*PASSAGE PROVIDED:*
* * * * * * * * *
Centralised stream management
In 2020, Nielsen compiled a report on the impact of stay at home rules on media consumption habits for workers, in response to the COVID pandemic. The report found the most popular activity was listening to music on an AM/FM radio station or streaming services, with 40% of workers in the survey listening daily, followed by watching TV or streaming content during a work break, with 33% watching every day.
Zixi, a specialist developer of live video distribution over IP and a network-aware codec, believes that this rise in content streaming, specifically live streaming, is behaviour that is unlikely to change in the foreseeable future. Therefore, it is important for the media and entertainment industry to adapt and embrace new techniques and systems in order to prosper.
In this article John Wastcoat, SVP Alliances and Marketing, identifies three key characteristics that broadcast streaming infrastructures need in order to support successful, agile media workflows. These are inherent agility, universal interoperability and data-driven capabilities.
Agility and Seizing Opportunity
John said, “Modern streaming workflows have to be able to respond quickly to changing market dynamics, as well as be able to seize new opportunities as they arise. For that, they need to be based in the cloud. Software-defined and virtualised workflows supply a degree of responsiveness that is impossible to replicate in any other manner. For that reason, we are seeing a growing number of large-scale media enterprises pivot towards end-to-end, cloud-based workflows.”
Furthermore, five major advantages of the cloud are influencing their decisions – greater flexibility, cost savings, an increase in reliability, faster time to market and the ability to support a virtualised and remote workforce. The change in the workforce, especially, has become a defining feature of the post-pandemic economy.
* * * * * * * * *
*SOURCE MATERIAL:*
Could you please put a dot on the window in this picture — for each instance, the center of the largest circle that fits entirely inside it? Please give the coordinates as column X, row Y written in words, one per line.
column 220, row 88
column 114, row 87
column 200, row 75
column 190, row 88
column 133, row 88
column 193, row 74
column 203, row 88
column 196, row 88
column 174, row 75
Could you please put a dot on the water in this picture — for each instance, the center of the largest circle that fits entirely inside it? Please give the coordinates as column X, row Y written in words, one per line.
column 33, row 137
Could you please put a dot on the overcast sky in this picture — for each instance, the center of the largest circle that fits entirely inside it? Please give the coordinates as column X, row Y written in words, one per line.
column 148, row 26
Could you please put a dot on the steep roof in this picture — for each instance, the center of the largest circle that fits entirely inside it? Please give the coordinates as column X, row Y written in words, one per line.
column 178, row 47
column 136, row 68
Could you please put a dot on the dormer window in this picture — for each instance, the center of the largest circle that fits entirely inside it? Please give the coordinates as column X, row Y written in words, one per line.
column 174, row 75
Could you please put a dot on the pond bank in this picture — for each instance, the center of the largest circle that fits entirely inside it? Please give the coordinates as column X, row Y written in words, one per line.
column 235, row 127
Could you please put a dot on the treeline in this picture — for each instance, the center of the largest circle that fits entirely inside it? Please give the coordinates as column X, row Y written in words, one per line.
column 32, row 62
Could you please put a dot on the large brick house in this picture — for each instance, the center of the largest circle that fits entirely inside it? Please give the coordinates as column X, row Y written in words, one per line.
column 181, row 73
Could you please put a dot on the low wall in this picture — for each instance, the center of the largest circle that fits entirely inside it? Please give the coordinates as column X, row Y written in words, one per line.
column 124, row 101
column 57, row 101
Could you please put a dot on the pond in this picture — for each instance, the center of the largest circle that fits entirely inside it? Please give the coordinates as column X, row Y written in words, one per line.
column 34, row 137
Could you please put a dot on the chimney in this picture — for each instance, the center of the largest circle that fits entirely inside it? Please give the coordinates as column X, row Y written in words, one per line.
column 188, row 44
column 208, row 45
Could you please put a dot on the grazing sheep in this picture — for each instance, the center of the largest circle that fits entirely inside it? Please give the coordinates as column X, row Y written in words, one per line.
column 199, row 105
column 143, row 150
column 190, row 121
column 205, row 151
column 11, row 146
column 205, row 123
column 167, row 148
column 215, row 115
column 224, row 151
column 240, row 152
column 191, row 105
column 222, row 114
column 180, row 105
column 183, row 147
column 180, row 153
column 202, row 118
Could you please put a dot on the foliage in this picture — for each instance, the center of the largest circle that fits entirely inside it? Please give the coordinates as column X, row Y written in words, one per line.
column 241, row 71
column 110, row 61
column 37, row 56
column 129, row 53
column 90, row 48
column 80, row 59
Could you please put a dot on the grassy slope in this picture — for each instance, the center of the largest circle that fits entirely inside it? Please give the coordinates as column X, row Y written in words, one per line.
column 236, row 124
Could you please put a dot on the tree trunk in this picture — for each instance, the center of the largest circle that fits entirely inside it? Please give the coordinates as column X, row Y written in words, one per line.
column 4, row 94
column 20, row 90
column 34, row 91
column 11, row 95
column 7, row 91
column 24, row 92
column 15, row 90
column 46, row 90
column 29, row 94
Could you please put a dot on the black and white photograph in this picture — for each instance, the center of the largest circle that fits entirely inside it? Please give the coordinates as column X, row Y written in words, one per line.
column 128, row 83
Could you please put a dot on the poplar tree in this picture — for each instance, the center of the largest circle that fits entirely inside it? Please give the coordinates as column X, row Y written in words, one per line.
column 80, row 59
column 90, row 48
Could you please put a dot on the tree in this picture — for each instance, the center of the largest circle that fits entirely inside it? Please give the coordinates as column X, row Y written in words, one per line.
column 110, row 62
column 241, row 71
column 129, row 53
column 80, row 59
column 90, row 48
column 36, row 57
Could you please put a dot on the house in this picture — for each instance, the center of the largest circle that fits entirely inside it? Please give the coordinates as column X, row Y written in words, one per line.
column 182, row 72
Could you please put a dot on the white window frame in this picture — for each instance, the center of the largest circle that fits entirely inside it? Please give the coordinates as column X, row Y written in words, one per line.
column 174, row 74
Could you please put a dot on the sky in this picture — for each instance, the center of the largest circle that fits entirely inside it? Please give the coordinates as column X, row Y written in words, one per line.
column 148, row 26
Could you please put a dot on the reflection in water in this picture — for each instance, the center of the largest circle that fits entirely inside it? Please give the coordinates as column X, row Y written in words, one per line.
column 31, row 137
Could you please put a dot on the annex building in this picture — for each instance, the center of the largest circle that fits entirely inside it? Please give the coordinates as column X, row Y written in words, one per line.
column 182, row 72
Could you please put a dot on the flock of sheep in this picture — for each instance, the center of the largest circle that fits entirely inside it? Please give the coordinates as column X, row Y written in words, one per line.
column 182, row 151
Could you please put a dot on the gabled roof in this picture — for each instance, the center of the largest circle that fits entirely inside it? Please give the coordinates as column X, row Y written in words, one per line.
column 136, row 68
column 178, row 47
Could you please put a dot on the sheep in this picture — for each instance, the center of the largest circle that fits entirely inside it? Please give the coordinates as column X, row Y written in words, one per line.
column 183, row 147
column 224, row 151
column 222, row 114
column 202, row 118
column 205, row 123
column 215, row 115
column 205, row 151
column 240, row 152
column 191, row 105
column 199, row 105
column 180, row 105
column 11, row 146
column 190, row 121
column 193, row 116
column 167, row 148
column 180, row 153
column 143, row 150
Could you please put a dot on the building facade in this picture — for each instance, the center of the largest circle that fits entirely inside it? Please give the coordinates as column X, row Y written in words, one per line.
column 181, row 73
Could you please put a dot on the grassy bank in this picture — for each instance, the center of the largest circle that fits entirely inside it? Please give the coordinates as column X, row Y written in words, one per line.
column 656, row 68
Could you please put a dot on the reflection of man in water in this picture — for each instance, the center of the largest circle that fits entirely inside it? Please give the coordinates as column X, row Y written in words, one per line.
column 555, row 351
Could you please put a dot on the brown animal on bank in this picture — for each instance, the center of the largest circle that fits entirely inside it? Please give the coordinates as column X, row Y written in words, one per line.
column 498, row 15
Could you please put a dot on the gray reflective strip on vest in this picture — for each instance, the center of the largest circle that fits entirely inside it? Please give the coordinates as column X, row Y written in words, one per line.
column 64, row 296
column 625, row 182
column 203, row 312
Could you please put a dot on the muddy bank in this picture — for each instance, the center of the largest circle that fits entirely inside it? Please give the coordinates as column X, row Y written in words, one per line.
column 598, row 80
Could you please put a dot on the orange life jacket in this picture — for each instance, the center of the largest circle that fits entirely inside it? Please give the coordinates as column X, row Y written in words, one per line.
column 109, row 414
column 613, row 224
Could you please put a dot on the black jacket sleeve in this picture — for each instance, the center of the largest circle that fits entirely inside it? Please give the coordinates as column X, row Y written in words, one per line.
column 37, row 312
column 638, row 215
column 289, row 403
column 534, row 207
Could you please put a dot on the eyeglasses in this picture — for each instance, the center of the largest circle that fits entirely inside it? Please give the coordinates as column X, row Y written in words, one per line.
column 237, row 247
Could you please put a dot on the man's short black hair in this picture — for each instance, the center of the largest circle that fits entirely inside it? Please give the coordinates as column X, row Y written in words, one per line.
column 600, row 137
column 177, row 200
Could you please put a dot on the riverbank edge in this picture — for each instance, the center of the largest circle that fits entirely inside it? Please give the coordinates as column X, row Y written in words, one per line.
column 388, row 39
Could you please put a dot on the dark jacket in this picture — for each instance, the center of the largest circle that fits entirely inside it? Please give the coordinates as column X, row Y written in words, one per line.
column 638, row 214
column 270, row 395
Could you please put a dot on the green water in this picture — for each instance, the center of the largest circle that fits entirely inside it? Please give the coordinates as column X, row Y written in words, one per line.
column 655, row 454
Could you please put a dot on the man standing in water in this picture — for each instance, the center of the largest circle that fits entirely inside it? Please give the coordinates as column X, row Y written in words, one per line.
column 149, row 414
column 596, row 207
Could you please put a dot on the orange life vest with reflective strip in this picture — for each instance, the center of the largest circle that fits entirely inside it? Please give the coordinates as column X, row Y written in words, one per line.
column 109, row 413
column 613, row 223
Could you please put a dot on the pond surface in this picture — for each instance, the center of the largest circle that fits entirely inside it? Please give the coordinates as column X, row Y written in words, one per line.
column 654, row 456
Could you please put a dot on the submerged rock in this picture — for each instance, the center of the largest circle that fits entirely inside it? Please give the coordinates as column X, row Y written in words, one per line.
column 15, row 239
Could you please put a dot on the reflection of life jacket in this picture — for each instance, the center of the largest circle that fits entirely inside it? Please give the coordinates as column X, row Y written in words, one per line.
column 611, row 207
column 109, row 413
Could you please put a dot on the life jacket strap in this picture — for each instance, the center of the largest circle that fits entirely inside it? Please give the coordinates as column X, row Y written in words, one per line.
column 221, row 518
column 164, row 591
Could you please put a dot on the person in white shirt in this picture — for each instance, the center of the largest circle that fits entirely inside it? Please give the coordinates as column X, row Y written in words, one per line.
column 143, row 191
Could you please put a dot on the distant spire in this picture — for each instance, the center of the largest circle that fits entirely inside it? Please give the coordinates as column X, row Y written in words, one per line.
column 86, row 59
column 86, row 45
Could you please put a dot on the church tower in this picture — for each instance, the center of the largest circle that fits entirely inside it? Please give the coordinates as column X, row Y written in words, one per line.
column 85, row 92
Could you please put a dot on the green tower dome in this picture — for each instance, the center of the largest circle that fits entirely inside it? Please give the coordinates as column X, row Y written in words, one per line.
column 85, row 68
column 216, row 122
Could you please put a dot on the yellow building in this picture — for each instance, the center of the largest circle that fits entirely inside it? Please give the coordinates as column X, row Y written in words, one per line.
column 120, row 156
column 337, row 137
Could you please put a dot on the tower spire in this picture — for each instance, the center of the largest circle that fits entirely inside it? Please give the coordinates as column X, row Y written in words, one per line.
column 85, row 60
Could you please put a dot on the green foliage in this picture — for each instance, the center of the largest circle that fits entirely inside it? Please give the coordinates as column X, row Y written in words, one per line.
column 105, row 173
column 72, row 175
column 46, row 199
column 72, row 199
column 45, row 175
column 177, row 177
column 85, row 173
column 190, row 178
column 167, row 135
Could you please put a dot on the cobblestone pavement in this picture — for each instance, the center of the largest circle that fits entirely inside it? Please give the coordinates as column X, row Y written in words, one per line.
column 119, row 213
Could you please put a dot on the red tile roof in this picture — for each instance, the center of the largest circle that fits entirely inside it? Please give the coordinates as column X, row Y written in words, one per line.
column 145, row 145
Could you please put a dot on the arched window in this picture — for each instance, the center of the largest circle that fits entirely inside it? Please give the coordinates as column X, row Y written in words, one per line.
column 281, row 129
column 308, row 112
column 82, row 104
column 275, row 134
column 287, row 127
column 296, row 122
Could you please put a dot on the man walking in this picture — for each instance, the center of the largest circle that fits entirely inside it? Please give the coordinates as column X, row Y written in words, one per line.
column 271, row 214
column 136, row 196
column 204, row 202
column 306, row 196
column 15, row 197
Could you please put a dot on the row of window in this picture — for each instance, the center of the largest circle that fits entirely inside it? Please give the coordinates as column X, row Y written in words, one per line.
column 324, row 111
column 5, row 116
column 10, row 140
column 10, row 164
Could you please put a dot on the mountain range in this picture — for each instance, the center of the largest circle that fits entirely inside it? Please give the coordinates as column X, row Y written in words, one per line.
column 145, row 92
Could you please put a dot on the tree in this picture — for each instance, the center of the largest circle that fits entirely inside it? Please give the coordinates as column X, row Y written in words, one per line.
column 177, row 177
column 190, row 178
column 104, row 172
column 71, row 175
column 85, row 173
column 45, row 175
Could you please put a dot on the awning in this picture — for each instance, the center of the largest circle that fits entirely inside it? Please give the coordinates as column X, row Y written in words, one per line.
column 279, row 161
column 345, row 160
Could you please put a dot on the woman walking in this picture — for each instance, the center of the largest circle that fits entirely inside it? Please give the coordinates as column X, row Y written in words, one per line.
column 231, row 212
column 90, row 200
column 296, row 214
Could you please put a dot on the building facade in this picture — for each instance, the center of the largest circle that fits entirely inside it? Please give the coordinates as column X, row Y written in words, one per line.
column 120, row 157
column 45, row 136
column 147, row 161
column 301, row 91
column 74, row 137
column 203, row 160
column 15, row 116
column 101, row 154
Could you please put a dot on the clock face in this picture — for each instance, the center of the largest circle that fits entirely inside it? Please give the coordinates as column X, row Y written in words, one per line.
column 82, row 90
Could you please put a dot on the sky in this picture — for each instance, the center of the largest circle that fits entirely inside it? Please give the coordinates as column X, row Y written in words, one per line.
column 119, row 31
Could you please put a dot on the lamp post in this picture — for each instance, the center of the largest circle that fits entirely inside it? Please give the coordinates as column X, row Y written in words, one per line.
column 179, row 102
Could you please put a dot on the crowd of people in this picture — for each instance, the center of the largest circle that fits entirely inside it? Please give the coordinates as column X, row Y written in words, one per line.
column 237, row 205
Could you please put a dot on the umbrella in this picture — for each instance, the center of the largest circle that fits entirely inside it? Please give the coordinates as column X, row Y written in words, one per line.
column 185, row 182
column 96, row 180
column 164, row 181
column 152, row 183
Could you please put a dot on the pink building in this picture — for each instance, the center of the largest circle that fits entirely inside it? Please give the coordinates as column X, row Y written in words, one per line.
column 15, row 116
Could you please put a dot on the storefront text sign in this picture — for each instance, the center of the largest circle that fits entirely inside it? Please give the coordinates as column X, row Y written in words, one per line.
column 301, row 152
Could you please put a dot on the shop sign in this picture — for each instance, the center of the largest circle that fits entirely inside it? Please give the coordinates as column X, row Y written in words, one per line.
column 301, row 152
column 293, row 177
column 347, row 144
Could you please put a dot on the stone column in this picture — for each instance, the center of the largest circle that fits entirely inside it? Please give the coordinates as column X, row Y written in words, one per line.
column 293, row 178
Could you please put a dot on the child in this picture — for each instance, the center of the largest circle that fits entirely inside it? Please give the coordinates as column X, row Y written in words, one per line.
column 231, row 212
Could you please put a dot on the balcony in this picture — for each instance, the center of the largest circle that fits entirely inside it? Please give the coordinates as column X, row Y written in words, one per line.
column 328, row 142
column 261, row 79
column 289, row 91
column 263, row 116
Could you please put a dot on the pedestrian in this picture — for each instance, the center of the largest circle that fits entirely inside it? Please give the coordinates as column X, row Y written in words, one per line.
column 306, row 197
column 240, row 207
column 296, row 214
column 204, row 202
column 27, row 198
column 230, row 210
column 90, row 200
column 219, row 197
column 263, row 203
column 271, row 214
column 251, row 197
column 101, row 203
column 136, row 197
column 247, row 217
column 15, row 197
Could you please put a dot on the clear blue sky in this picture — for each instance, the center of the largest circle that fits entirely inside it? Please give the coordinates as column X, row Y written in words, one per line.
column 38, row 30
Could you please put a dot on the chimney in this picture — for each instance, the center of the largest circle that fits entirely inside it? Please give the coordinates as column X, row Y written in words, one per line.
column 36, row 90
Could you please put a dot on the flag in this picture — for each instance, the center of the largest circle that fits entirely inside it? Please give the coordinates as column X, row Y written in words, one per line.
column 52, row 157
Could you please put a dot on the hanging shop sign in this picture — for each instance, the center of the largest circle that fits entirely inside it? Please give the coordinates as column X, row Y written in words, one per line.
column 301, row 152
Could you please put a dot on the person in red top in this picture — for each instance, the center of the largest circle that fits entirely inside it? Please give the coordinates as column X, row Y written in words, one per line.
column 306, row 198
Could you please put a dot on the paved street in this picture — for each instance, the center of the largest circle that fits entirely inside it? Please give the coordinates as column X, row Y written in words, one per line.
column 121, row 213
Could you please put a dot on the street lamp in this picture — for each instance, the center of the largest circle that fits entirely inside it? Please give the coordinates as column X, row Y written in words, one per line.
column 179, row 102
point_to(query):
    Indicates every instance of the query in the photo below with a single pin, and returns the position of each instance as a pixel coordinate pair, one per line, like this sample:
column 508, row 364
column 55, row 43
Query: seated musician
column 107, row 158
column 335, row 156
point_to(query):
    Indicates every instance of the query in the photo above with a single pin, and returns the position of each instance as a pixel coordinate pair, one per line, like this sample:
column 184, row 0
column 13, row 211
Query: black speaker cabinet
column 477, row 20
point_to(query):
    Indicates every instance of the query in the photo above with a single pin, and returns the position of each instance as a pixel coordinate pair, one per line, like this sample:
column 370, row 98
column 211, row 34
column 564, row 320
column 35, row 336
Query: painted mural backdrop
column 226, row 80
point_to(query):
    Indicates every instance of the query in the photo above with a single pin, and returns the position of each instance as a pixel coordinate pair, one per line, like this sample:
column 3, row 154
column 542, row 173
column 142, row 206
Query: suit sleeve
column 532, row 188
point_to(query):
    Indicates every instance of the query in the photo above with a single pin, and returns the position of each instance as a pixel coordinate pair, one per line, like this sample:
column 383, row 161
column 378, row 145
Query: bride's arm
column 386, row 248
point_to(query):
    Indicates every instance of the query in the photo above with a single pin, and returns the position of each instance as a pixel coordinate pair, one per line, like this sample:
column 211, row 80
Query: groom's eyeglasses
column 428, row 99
* * * * * * * * *
*WHAT THE EXERCISE ASKS:* Copy the stream management article word for word, from "Zixi, a specialist" up to and including "and data-driven capabilities.".

*ANSWER SECTION:*
Zixi, a specialist developer of live video distribution over IP and a network-aware codec, believes that this rise in content streaming, specifically live streaming, is behaviour that is unlikely to change in the foreseeable future. Therefore, it is important for the media and entertainment industry to adapt and embrace new techniques and systems in order to prosper.
In this article John Wastcoat, SVP Alliances and Marketing, identifies three key characteristics that broadcast streaming infrastructures need in order to support successful, agile media workflows. These are inherent agility, universal interoperability and data-driven capabilities.